Stored dataset items:
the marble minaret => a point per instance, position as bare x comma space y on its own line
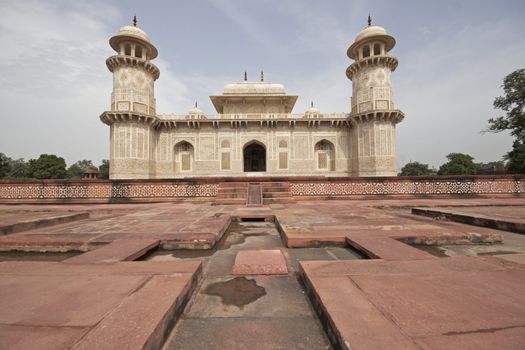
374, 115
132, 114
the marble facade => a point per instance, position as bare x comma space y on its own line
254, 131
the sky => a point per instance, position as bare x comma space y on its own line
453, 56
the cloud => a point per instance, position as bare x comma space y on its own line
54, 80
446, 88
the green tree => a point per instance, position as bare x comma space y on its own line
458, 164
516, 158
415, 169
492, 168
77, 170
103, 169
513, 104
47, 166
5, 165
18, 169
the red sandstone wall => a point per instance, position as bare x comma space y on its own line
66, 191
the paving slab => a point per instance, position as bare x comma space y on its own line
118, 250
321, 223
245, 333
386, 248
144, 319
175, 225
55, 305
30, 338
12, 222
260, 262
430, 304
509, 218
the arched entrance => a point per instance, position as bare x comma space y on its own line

---

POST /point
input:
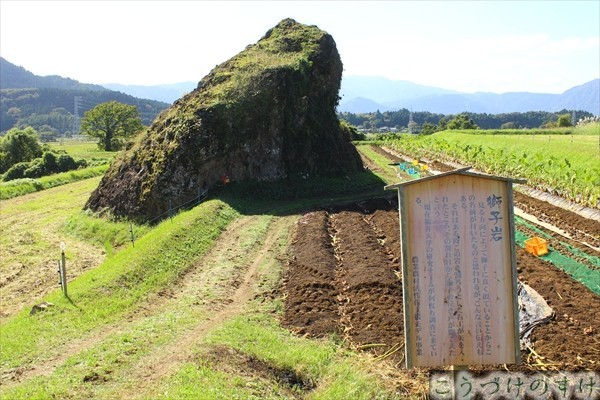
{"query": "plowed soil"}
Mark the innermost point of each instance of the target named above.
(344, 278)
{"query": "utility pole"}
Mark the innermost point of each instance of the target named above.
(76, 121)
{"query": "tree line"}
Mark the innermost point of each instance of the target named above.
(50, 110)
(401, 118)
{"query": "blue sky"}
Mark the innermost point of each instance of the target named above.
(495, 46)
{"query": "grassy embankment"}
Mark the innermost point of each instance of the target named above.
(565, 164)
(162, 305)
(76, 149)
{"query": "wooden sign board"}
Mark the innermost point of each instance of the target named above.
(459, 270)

Activity: From the records above, return each line where "query" occurs.

Completed exercise:
{"query": "plowed soil"}
{"query": "utility pole"}
{"query": "tree line"}
{"query": "blue sky"}
{"query": "grassy embankment"}
{"query": "wooden sign board"}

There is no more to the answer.